* **The problem**
Transcribe the listing that follows exactly, from its first line to its last.

* **Material to process**
[Start of section]

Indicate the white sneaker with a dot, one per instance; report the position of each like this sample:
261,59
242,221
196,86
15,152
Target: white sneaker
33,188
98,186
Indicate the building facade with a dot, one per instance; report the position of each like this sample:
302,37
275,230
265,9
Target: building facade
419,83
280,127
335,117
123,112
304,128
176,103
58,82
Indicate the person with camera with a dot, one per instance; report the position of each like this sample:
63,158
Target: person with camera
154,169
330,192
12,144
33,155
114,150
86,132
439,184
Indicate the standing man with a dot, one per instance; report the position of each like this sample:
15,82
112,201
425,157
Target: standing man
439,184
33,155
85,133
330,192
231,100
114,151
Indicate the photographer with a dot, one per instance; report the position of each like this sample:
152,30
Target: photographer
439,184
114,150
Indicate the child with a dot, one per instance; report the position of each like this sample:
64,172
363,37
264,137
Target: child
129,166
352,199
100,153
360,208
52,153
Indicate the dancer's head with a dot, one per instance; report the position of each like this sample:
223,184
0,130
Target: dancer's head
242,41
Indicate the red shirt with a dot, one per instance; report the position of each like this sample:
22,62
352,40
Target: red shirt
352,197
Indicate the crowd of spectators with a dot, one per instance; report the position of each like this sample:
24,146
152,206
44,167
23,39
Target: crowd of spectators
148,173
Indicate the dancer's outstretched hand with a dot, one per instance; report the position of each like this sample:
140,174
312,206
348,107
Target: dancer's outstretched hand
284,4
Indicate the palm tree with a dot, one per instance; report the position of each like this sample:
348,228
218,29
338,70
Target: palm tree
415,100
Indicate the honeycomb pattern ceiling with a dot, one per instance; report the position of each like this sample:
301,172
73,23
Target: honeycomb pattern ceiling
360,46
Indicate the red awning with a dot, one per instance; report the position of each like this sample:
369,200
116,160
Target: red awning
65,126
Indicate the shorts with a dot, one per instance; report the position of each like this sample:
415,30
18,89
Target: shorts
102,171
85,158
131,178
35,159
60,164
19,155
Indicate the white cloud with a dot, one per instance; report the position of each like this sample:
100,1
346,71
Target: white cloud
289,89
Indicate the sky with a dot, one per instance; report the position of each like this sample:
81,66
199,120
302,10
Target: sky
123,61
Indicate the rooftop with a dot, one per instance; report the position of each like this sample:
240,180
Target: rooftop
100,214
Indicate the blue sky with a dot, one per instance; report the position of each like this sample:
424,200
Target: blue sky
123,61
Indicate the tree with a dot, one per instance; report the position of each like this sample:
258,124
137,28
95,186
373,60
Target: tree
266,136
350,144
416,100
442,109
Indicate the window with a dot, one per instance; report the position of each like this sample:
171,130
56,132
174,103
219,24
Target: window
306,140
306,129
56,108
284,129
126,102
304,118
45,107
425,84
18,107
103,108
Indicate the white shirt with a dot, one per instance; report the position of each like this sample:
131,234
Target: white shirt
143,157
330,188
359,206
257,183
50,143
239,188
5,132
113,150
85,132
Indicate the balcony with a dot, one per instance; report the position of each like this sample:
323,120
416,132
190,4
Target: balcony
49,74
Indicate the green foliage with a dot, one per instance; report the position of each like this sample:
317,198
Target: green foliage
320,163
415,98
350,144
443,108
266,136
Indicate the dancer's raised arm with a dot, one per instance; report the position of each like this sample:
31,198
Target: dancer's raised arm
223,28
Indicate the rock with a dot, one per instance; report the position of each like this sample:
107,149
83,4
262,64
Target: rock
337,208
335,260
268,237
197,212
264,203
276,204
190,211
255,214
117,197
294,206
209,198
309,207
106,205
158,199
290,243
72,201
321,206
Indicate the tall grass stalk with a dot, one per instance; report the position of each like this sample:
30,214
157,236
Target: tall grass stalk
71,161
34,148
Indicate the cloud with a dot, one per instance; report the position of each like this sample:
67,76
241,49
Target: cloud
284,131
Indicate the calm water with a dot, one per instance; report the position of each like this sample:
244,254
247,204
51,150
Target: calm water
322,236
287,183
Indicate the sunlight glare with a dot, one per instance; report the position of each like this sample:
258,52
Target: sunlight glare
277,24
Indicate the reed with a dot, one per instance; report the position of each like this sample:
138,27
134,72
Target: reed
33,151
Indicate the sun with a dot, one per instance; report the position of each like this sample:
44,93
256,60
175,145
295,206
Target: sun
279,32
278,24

[End of section]

* **Final answer**
Indicate the white sneaker with a dot, one per instance; report the position of each like this sample:
261,59
242,221
196,86
15,152
Target: white sneaker
33,188
98,186
Indicate the building facade with a dot, one per instance; report the position of each like this sample:
302,37
275,230
265,9
Target: building facade
419,83
280,127
335,117
123,112
304,128
176,103
58,82
Indicate the person with camera with a dot, one per instance; report the position of each like this sample:
63,158
Target: person with camera
154,169
330,192
12,144
33,155
114,150
86,132
439,184
Indicate the standing man with a dot, one per instance; report the position of each like this sample:
15,82
112,201
425,157
Target: standing man
439,184
33,155
85,133
330,192
231,100
114,151
Indicate the photographer with a dot, one per instance; report the position of each like this sample:
152,30
Target: photographer
439,184
114,150
Indicate the child with a dot, one per instance; report the position of each like this sample:
64,172
363,37
264,137
Target: child
129,166
352,199
100,153
360,208
52,153
Indicate the dancer's head with a dot, one per instance; report the position of each like this sample:
223,184
0,130
Target: dancer's head
242,41
Indicate the red shirt with a dot, one per instance; report the position of each like this sample:
22,62
352,40
Target: red shirt
352,197
Indicate the crowd of spectators with a dot, one per instance; report the position of each like this sample:
24,146
152,206
44,167
23,39
Target: crowd of spectators
148,173
Indicate the dancer's outstretched hand with a dot, one per instance; report the position of each like this sample:
140,174
312,206
348,107
Target: dancer's outstretched hand
284,4
Indicate the palm tree with a dot, one per instance; report the position of each like this sample:
348,228
218,29
338,70
Target: palm tree
415,100
Indicate the honeycomb pattern ceiling with a dot, one per instance; report the position of each like this sample:
301,172
73,23
Target: honeycomb pattern ceiling
360,46
Indicate the red awning with a dot, one per instance; report the position of each like this sample:
369,200
116,160
Target: red awning
65,126
Indicate the shorts with a dot, one per instance; report the position of each like this sample:
415,30
18,89
Target: shorts
102,171
85,158
131,178
35,159
60,164
19,155
Indicate the white cloud with a dot, one per instance; report the position of each like this sample:
100,1
346,71
Target: white cloud
289,89
Indicate the sky with a dot, one per instance; report the position of each like this sample:
81,66
199,120
302,10
Target: sky
123,61
Indicate the rooftop with a dot, one per instance; report the position of each like this sample:
240,180
Target: rooftop
100,214
Indicate the blue sky with a dot, one per instance; report the position of each like this sample:
424,200
Target: blue sky
123,61
Indicate the tree with a dot, one per instance; report the position of each like this sample:
258,124
137,28
95,186
373,60
Target: tree
266,136
350,144
416,100
442,109
Indicate the window with a dot, one per instance; report the position of each like this sample:
171,130
56,132
174,103
219,24
Target: window
306,140
306,129
56,108
284,129
126,102
304,118
45,107
425,84
18,107
103,108
Indicate the white shirt with a dot, one per instance; report the position of each like this sample:
131,234
Target: white shirt
143,157
330,188
359,206
257,183
50,143
239,188
5,132
113,150
85,132
Indicate the balcony with a dot, one per instance; report the position of each like this sample:
323,120
416,132
190,4
Target: balcony
49,74
Indicate the green foliage with a dot, one per instance; report the position of each like this sample:
317,198
Target: green foliage
320,163
415,98
350,144
443,108
266,136
Indicate the dancer's raised arm with a dot, one per instance; report the position of each like this sample:
31,198
Target: dancer's raised arm
223,28
Indicate the rock with a dot, one per instance; report the position of each like this sample:
107,149
83,4
262,64
Target: rock
337,208
335,260
268,237
197,212
264,203
276,204
190,211
255,214
117,197
294,206
209,198
309,207
106,205
158,199
290,243
72,201
321,206
Indicate the tall grass stalk with a dot, one per instance; report the position of each like this sample:
30,214
157,236
Target: tall grass stalk
71,161
34,148
Indicate the cloud with a dot, one per instance; report the position of each like this sample:
67,76
241,49
Target: cloud
284,131
Indicate the calm water with a dot, one per instance; report the position of each like this sample:
244,254
247,204
51,150
Target: calm water
322,236
287,183
Indicate the sunlight glare with a dot, one per instance; report the position of each like this sample:
258,52
Target: sunlight glare
277,24
Indicate the reed with a dot, one per instance; report the position of each like this sample:
138,27
134,72
Target: reed
33,151
Indicate the sun with a dot, one per instance; report the position of each like this sample:
44,93
256,60
175,145
295,206
Target: sun
279,32
278,24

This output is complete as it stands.